======== Given data

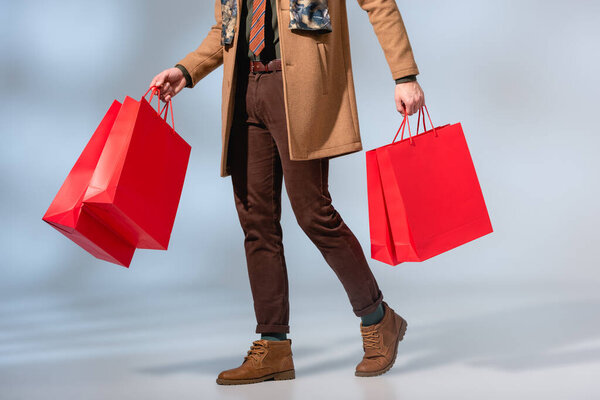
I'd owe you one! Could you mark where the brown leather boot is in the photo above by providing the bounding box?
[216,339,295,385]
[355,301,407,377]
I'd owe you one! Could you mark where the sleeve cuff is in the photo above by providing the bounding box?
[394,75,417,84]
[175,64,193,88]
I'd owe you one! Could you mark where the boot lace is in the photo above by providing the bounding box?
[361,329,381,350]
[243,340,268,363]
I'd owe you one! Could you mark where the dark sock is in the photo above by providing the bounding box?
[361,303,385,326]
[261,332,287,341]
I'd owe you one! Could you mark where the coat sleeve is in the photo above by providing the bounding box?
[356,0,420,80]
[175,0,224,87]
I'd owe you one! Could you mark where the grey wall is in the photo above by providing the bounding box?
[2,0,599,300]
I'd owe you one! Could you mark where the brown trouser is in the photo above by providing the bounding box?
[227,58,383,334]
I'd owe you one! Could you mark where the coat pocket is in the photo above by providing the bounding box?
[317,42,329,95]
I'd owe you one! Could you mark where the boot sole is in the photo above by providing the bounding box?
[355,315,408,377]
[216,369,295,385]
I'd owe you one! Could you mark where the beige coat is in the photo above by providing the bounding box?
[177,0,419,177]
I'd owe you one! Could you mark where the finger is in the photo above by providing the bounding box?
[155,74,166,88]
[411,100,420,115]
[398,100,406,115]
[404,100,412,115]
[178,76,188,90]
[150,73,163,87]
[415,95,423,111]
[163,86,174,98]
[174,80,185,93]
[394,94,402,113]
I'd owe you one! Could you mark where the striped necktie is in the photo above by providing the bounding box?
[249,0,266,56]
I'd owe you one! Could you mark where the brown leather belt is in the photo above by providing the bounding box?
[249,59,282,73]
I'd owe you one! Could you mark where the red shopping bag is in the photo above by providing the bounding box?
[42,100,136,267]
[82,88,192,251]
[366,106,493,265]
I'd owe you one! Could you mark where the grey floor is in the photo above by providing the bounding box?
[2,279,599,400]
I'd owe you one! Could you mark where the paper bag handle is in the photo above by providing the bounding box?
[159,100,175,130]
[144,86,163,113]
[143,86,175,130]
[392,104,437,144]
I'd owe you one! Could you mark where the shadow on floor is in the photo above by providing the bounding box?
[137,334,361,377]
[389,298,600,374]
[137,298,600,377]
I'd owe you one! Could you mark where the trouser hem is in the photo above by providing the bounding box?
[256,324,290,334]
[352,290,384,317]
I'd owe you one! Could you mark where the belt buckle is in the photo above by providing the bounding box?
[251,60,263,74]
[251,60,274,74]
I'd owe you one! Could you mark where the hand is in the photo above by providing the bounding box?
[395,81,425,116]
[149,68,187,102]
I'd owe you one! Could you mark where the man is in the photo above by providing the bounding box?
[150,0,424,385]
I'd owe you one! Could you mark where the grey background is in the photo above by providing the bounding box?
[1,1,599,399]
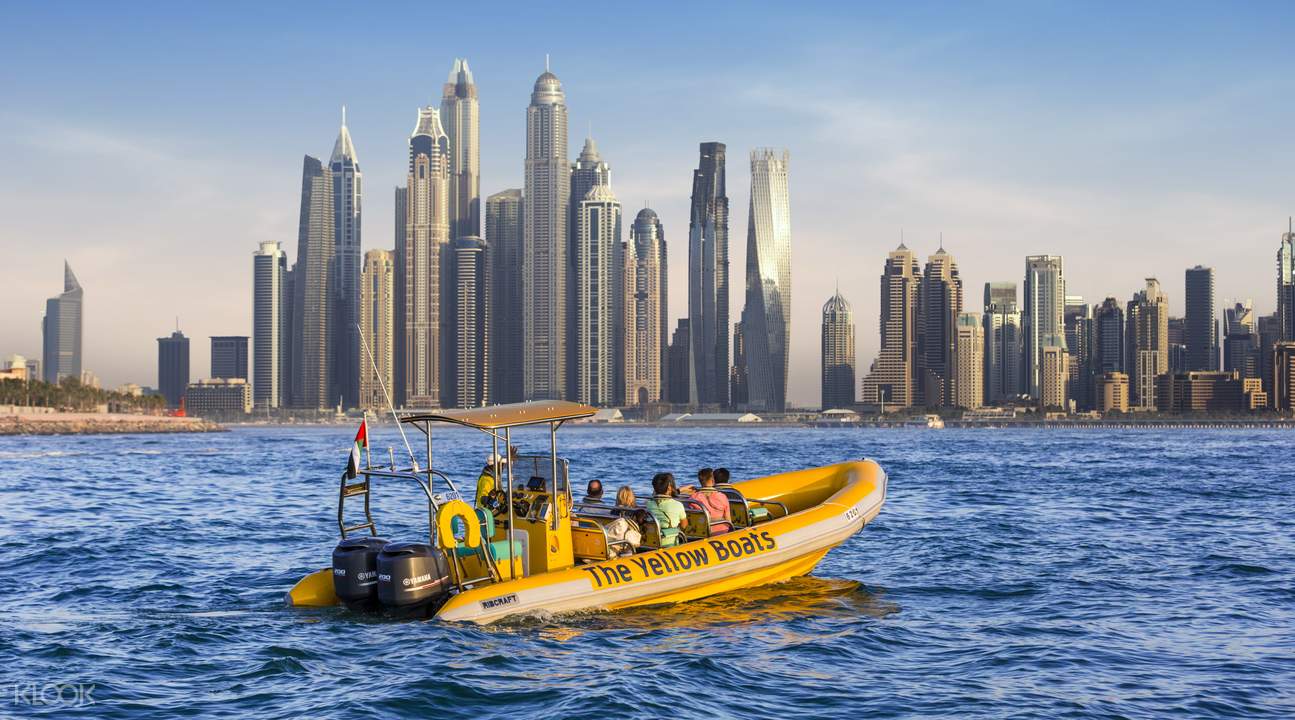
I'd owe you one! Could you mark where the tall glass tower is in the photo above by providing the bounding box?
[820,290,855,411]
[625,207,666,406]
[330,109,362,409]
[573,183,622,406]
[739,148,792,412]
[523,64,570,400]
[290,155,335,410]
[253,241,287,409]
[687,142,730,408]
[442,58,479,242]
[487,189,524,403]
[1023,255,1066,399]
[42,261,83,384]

================

→ **Work to be completed**
Verbatim repeat, images removed: give each entry again exactly as it reads.

→ **Exercise result**
I'd owe you one! Could you mark where the brown leather boot is in the photo above by providing the bounding box?
[216,339,295,385]
[355,301,407,377]
I'd owe you one! Could you mark where the sleeve cuff is in the photo above by providing the bounding box?
[394,75,417,84]
[175,64,193,88]
I'd owe you one! Could you mark where the boot lace is in the photo above by providing the bounding box?
[361,329,381,350]
[243,340,268,363]
I'd owe you one! Could you mark where the dark sock is in the photo above by providing the bounding box?
[361,303,385,326]
[261,332,287,341]
I'd owe you one! Could you mark where the coat sleeve is in the photo above by providing the bounding box?
[356,0,420,80]
[175,0,224,87]
I'd owe you one! Could you mark where the grey wall is in the photo above by providing the bounding box?
[2,0,599,300]
I'd owe you one! Could you mark where the brown trouser is in the photo above by providing the bounding box?
[227,58,383,334]
I'd owe you one! Could you mark where the coat pocket is in the photo above by providing the bounding box?
[317,42,329,95]
I'd owe you one! Could you mark where the boot sole is in the photo above by providing the bounding box?
[355,315,408,377]
[216,369,295,385]
I'd owe you one! Could you mark where the beige coat is in the photo above by providing the bounding box?
[177,0,419,177]
I'd owe you one! Could you mark where the finger is in the photo above by providing the bounding box?
[155,74,166,88]
[411,100,420,115]
[398,100,406,115]
[404,100,412,115]
[178,76,188,90]
[150,73,163,87]
[415,95,423,111]
[163,86,174,98]
[174,80,185,93]
[394,94,402,113]
I'd owe you one! Could you mark where the striped necktie is in the photo above by providing the bounding box?
[249,0,266,56]
I'd owe you one! Could you mark where the brown leather belt is in the photo above by providing the bounding box?
[249,59,282,73]
I'd owe you one! Could you mark where the red shopping bag is in the photo above by providing the bounding box?
[42,100,136,267]
[82,88,192,251]
[366,106,493,265]
I'd owe you one! Could you mark where the grey floor is in the photo above by providing the bounding box?
[2,279,599,400]
I'd owe you one! Could you mark where the paper bag handle is in the photo above by providing the bounding box?
[159,100,175,130]
[144,86,163,113]
[143,86,175,130]
[392,104,437,144]
I'd owe you one! Could you mark where the shadow on floor is in the photo above by providing the bounding box?
[137,334,361,377]
[389,298,600,374]
[137,298,600,377]
I'd owe you one! Could you mark where the trouser hem is in the photo above by providing the bounding box?
[256,324,290,334]
[352,290,384,317]
I'd owe you one! Could you mark where the belt buckle is in the photo above by providing the bounding box?
[251,60,263,74]
[251,60,274,74]
I'd owe you one! Could you mark where the hand is in the photo above by providing the bounding box?
[395,81,425,116]
[149,68,187,102]
I'd owe you one! Could you mark where the man is in the photo above by providing the bounding box?
[150,0,424,385]
I'd owe you one! Could you mark where the grey background is in the photo above by providing the bounding box?
[1,1,599,399]
I'd owe you one! Could you mark where the tall glass tower is in the photo above by providing the bounding box?
[820,290,855,411]
[625,207,666,406]
[330,109,362,409]
[573,183,622,406]
[739,148,792,412]
[523,64,570,400]
[290,155,335,410]
[253,241,287,409]
[687,142,730,408]
[442,58,479,242]
[487,189,524,403]
[1023,255,1066,399]
[42,261,83,384]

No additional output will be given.